- _Instructies_
Schaal de coördinaten in de antwoorden met factor 0,65 en rond af op hele getallen, waarbij halven naar boven gaan. Neem de regels verder ongewijzigd en volledig over, te beginnen bij de eerste regel en tot en met de regel met "[[240, 567, 292, 607]]".

- _Items uit de dataset_
————
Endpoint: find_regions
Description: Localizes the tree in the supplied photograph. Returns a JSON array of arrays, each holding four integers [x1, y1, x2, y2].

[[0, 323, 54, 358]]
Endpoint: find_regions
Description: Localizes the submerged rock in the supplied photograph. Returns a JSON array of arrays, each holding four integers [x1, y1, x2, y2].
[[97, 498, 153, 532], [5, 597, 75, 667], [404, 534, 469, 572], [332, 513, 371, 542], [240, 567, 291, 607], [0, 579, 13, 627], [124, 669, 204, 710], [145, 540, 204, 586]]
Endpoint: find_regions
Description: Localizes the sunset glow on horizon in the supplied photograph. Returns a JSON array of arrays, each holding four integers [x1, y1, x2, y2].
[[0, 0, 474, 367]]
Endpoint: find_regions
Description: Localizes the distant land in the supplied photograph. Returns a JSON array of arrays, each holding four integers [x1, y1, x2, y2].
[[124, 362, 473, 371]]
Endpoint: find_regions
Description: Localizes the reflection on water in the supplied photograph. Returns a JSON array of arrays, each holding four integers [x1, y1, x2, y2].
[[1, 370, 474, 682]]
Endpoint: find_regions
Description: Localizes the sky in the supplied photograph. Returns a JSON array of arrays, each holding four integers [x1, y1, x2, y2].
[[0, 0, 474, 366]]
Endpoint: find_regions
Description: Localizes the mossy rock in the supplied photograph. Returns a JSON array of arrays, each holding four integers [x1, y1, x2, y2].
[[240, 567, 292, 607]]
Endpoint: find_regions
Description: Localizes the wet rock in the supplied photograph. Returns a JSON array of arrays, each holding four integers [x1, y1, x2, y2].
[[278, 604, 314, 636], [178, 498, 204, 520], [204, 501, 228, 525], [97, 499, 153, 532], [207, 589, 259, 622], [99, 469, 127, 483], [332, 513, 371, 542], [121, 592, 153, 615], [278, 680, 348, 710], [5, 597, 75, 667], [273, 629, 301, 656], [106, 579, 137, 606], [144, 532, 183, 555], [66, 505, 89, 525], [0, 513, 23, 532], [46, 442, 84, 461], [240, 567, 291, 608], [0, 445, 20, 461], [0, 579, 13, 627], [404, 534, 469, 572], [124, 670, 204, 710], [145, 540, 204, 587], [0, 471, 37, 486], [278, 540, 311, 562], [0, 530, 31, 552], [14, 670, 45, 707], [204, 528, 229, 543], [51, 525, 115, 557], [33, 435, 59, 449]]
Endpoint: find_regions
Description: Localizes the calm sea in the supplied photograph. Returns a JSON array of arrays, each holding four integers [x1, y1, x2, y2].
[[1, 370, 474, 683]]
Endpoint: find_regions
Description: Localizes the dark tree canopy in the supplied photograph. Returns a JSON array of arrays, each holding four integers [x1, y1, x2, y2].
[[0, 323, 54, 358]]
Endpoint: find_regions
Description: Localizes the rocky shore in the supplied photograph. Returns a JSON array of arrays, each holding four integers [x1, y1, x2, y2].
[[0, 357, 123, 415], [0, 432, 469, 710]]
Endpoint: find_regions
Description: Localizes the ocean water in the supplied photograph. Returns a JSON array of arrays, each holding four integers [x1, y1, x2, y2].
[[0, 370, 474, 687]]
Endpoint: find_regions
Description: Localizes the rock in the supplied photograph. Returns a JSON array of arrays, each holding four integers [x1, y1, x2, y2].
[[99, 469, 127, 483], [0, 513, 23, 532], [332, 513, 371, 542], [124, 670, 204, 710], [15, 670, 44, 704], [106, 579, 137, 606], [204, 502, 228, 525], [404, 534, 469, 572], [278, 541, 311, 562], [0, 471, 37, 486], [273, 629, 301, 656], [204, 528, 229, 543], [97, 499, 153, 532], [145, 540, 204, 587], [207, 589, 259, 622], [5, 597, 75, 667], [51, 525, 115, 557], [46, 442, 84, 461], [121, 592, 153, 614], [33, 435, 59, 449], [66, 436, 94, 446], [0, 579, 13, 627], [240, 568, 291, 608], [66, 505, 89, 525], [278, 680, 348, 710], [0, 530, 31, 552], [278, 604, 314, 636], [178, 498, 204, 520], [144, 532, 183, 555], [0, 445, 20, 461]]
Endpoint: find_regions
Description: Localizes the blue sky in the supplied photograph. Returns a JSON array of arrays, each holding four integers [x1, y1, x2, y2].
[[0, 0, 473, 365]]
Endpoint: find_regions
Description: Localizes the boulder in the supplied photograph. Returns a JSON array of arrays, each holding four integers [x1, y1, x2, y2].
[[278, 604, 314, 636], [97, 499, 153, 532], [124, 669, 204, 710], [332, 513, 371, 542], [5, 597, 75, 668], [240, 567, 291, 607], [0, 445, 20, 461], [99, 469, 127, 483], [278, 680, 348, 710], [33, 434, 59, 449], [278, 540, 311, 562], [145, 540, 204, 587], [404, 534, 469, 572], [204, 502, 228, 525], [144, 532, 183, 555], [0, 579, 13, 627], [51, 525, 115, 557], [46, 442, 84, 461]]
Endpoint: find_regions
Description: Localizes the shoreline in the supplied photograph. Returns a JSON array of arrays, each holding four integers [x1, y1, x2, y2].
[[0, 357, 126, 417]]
————
- _Uitwerking_
Endpoint: find_regions
Description: Localizes the tree in the supplied photograph. Returns a JSON array of arrays, each holding four integers [x1, y1, x2, y2].

[[0, 210, 35, 233]]
Endpoint: find_regions
Description: Localizes the submerged rock in the supplied photograph. Returns a JSON array of arrays, each holding four integers [x1, y1, x2, y2].
[[63, 324, 99, 346], [3, 388, 49, 434], [263, 347, 305, 372], [216, 333, 241, 352], [156, 369, 189, 395], [0, 376, 8, 408], [81, 435, 133, 462], [94, 351, 133, 381]]
Endpoint: find_regions
Description: Localizes the sunset glow on horizon in the supplied photograph. Returns a JSON array of arrays, each holding four integers [x1, y1, x2, y2].
[[0, 0, 308, 239]]
Endpoint: find_regions
Description: Localizes the distant land in the supplied photograph. Returns a JSON array of arrays, each holding four integers [x1, y1, x2, y2].
[[81, 235, 307, 241]]
Endpoint: find_regions
Description: Localizes the reflection on water in the supplied photograph. Returns a JSON array of arrays, each holding four integers [x1, y1, x2, y2].
[[1, 241, 308, 443]]
Endpoint: find_regions
Description: Localizes the sky in the supplied photograph. Returns a JSON array of arrays, each holding four integers [x1, y1, x2, y2].
[[0, 0, 308, 238]]
Endpoint: find_regions
Description: Localizes the mossy rock in the supplied photograph. Returns a JSON array of arrays, each holding four integers [x1, y1, x2, y2].
[[156, 369, 190, 395]]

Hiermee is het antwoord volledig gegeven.